=== SHORT TASK ===
Write out the lines below as a numbered list, leaving out any blank lines.

=== INFORMATION GIVEN ===
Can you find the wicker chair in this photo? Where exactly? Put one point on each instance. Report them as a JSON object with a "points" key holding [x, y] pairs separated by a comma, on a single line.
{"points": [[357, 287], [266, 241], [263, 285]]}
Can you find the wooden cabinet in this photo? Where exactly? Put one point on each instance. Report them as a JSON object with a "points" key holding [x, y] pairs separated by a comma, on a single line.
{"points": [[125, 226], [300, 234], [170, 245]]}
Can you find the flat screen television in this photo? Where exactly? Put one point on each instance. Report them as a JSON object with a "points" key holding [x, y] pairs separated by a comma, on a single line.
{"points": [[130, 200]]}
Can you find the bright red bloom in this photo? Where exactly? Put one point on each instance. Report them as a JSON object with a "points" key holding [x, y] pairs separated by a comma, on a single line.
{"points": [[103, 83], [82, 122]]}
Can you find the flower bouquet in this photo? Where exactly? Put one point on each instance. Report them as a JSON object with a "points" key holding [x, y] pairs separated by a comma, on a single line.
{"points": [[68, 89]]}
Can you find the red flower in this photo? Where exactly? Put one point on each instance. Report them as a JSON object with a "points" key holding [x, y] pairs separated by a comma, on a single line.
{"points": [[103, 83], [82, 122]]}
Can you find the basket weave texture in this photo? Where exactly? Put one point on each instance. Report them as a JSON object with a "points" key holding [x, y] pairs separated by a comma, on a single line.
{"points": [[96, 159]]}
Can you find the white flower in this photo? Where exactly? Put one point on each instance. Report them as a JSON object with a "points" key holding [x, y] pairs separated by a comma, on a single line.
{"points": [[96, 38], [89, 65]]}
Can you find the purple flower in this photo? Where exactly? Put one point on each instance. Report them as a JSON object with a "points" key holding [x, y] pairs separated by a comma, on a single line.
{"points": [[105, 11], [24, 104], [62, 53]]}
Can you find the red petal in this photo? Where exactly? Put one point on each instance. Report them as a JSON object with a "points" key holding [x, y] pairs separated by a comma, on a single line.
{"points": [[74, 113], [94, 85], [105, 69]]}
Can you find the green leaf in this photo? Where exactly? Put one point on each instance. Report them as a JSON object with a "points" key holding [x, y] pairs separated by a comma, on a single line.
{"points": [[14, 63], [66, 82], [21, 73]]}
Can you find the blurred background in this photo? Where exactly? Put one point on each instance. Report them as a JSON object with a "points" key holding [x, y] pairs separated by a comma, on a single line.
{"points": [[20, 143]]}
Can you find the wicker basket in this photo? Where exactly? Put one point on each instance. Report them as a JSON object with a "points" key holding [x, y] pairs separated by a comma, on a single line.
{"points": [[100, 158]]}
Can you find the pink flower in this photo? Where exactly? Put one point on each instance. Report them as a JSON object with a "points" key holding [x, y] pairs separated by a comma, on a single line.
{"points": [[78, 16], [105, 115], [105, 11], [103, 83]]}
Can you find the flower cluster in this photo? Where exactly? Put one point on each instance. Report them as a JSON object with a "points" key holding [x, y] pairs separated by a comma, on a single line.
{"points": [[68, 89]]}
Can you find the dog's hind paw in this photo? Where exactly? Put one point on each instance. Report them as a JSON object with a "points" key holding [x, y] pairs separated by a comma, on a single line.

=== ANSWER IN FULL ===
1. Can you find the wicker chair in this photo? Where exactly? Put one point on each instance. Report them as a JSON object with a "points" key holding [x, y] pairs separated by a comma, on a single line.
2. {"points": [[357, 287], [266, 241], [263, 285]]}
3. Can you find the wooden cabinet in this photo? Where exactly? Put one point on each instance. Report them as a JSON object with a "points" key holding [x, y] pairs separated by a comma, on a single line.
4. {"points": [[125, 226], [300, 234], [170, 245]]}
5. Can you find the flat screen television in this photo? Where exactly? Put one point on each instance. Report them as a JSON object with a "points" key holding [x, y] pairs separated by a comma, on a single line.
6. {"points": [[130, 200]]}
7. Can you find the bright red bloom in this photo? Where exactly? Put one point on each instance. Report them as a JSON object with a "points" key holding [x, y] pairs separated by a comma, on a single line.
8. {"points": [[103, 83], [82, 122]]}
9. Can you find the flower bouquet in this photo? Where exactly? Put one point on each instance. Report them as a JSON object with a "points" key holding [x, y] pairs separated by a comma, on a single line.
10. {"points": [[68, 89]]}
11. Can you find the red flower in this photo? Where exactly? Put one point on each instance. Report them as a JSON object with a "points" key holding [x, y] pairs separated by a comma, on a single line.
12. {"points": [[103, 83], [82, 122]]}
13. Can you find the basket weave texture in this photo? Where exactly? Put one point on each instance. Report them as a JSON object with a "points" key holding [x, y] pairs separated by a comma, on a single line.
14. {"points": [[96, 159]]}
15. Can you find the white flower in this photo? Where exactly? Put one point on each instance. Report them as a JSON object with a "points" key holding [x, y] pairs separated by a comma, on a single line.
16. {"points": [[96, 38], [89, 65]]}
17. Can you find the purple flower in this photo? Where exactly? Put one point on each instance. Report them as a JSON object with a "points" key holding [x, y] pairs separated by a comma, on a single line.
18. {"points": [[105, 11], [24, 104], [62, 53]]}
19. Can you find the red petal in this photo? Where exactly? Put one point on each instance. Report them as a JSON object with a "points" key holding [x, y] pairs separated by a comma, on a single line.
20. {"points": [[74, 113], [94, 85], [105, 69]]}
21. Can you find the green leaf in this photo? Where exactly? Put one point on each instance. Report them as a JSON object with a "points" key holding [x, y] pairs separated by a comma, on a single line.
22. {"points": [[14, 63], [66, 82], [21, 73]]}
23. Can you find the blurred background in this photo? Where exactly? Put one point on each instance. Report them as a JSON object with a "points" key holding [x, y] pairs separated by a comma, on a single line.
24. {"points": [[20, 143]]}
25. Can you find the wicker basket in this photo? Where exactly? Put one point on each instance. Report them as a JSON object with a "points" key holding [x, y] pairs separated by a comma, on a single line.
26. {"points": [[100, 158]]}
27. Can you find the pink flower in this photo? Where exactly? Put one point on each instance. Report them as a JSON object with a "points" key holding [x, y] pairs separated by a comma, on a single line.
28. {"points": [[78, 16], [105, 115], [105, 11], [103, 83]]}
29. Can you find the flower cluster in this photo? Where exactly? Put one point on each instance. Report them as a JSON object with a "points" key holding [x, y] pairs separated by a comma, on a single line.
30. {"points": [[68, 89]]}
31. Can you find the dog's hind paw in this photo? Where exactly? Put one point on each instance. Report them as a JSON object with a "points" key holding [x, y] pairs separated by a comma, on a single line.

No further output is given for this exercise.